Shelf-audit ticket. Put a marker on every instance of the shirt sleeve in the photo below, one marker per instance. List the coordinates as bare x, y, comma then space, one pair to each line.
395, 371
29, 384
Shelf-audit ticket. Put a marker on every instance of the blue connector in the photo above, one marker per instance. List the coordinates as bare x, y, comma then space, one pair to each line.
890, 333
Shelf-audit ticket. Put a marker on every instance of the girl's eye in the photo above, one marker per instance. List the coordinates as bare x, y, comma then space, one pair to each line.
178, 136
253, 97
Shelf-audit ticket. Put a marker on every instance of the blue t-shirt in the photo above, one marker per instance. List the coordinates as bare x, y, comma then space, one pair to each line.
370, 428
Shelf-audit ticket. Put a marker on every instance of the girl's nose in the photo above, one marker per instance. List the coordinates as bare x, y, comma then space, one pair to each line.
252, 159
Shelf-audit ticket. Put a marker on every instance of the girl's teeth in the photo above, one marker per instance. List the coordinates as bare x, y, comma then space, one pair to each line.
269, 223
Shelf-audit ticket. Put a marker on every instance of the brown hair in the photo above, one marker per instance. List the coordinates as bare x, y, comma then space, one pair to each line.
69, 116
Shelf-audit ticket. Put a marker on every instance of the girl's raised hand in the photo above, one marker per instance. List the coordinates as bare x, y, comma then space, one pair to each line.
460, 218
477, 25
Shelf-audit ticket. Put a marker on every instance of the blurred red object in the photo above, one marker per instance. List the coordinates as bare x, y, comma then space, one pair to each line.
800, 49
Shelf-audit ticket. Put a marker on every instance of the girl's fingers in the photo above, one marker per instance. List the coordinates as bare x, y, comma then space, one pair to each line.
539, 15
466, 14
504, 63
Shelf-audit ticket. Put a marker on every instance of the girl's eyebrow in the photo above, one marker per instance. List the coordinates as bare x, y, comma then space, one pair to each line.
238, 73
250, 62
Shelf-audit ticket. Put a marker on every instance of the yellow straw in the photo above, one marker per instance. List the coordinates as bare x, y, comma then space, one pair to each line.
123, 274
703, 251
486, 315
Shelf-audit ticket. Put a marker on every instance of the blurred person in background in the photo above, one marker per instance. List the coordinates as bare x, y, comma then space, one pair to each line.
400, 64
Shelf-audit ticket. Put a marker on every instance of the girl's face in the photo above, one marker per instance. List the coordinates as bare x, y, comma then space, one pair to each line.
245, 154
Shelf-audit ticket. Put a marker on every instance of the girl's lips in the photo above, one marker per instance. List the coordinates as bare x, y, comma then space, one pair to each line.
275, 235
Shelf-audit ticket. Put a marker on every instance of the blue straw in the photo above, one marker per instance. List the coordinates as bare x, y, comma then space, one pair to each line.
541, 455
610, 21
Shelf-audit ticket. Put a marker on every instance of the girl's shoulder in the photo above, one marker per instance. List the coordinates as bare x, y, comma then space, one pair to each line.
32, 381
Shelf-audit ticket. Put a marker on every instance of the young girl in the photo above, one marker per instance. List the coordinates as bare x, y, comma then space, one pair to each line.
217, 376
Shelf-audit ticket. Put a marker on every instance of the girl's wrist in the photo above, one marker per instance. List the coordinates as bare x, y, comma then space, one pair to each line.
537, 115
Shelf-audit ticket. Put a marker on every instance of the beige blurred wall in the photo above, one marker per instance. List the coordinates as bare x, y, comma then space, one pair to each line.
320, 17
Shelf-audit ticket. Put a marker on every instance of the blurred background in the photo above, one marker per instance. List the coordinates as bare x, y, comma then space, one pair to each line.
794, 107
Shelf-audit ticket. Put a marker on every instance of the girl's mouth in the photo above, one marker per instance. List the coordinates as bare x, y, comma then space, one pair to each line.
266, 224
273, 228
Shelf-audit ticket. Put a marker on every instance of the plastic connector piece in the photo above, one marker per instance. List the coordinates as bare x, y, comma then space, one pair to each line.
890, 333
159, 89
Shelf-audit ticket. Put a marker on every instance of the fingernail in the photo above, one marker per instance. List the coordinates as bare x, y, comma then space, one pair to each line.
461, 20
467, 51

+ + + + +

| Assignment |
Please output every record exactly as it appears.

| Solution for this problem |
Shelf-audit ticket. Put a marker on every instance of the shirt sleeve in the photo below, one marker per instance. List the coordinates as bare x, y, comma then space, one pair to each line.
395, 371
29, 384
Shelf-audit ticket. Put a marker on every instance of the blue connector in the photo above, one marker per instance. List the coordinates as bare x, y, comma then space, one pair to each line.
890, 333
Shelf-audit ticket. Put a marker on every instance of the girl's eye in the photo above, one marker per instance. List the coordinates as bare x, y, comma then space, one pair to each line.
178, 136
253, 97
Shelf-audit ticket. Put a marker on every instance of the blue t-shirt in the photo above, one marker per instance. List the coordinates as bare x, y, comma then space, one pair to each line.
370, 428
Shelf-audit ticket. Put a marker on every instance of the girl's nose in the photo above, one marker per instance. List the coordinates as bare x, y, comma then space, one pair to each line.
252, 159
Shelf-audit ticket. Put a marker on every instance of the girl's teeth in the photo above, one marker per instance. List the coordinates as bare x, y, comma then space, one pair to each line.
269, 223
Shelf-audit ticket. Put a marker on every instance of the brown hair in the photo above, one marker per instance. List the coordinates as bare x, y, comma then space, one pair to each line.
69, 116
Shelf-audit ticket. Put a marker on every instance of the girl's raised hand in the photo above, one marker per instance. List the coordinates as bare x, y, comma then space, one pair to each line.
460, 218
477, 25
Shelf-audit ticket. Put a marker on every instance of the blurred red object in the photo above, one marker per instance. List the coordinates as bare x, y, comma then space, one pair to each line.
800, 49
Shelf-audit ticket. Put a marker on every instance of the girl's fingers in the photo above, one marker per instance. List the coordinates as bare x, y, comma then space, one pair to each line.
539, 15
466, 14
504, 63
Shelf-audit ticket. Put a marker on every instance of the girl's eyebrow in the photo above, one marker per instance. List the coordinates as bare x, y, comma then space, one pair to each line.
238, 73
250, 62
Shelf-audit ticket. Put a marker on every instance of the yellow straw in the photo above, one marker per instance. List the coordinates as bare x, y, comma then space, one pair to each line.
123, 274
703, 251
486, 315
Shelf-audit ticket. Put a marker on every instance of the blurred person in background in the photo above, one marker per instance. List the coordinates as bare x, y, comma then space, one pair to each line.
400, 64
Shelf-audit ticket. Put a marker on every instance of the girl's face in the photo above, one marker per instance. List the coordinates as bare x, y, comma then space, one pair to each line.
245, 154
Shelf-audit ticket. Put a marker on every instance of the girl's lips in the photo above, one marker per instance. List the coordinates as bare x, y, comma then space, one pair to each line.
275, 235
Shelf-audit ticket. Put a marker on every instance of the blue straw in the photo above, one marker per instance. List the coordinates as bare x, y, comma then space, one pair to each line.
541, 455
610, 21
Shelf-audit ticket. Put a marker on every instance of the girl's shoulder in the photo above, one marker per instance. List the coordinates as bare x, y, comma then space, one pair to each line.
32, 381
Shelf-audit ticket. Put a marker on every instance of the young girl in the photo above, one marker per instance. List the coordinates as bare x, y, comma then space, one pair to each line.
217, 376
Shelf-audit ticket. Put a marker on every instance of the girl's wrist in the photo above, one marker per instance. List the coordinates as bare x, y, comma then space, one pair to each line.
537, 115
Shelf-audit ticket. Put a marker on every instance of the beige blurred wall in the photo above, one marker per instance. List the coordinates as bare x, y, comma then space, one pair to each line.
320, 17
Shelf-audit ticket. Put a marker on every instance of the blurred background in the photo above, one marker per instance. List the coordinates as bare x, y, comma then space, one pair to each line.
794, 107
Shelf-audit ticket. Put a marker on every instance of the girl's mouth in the photo above, one marker per instance. List the coordinates as bare x, y, comma then space, one pair to each line.
266, 224
273, 228
Shelf-audit ticket. Put a marker on every instance of the plastic connector piece in the photo above, one marker per instance. List the coordinates as bare x, y, comma then space, one pair to each line.
890, 333
159, 89
Shelf-audit ticket. Put a marker on every instance of the fingernail in the photo above, one marker per instance. List the coordinates as bare x, y, comma then space, one pair to each line.
461, 20
467, 51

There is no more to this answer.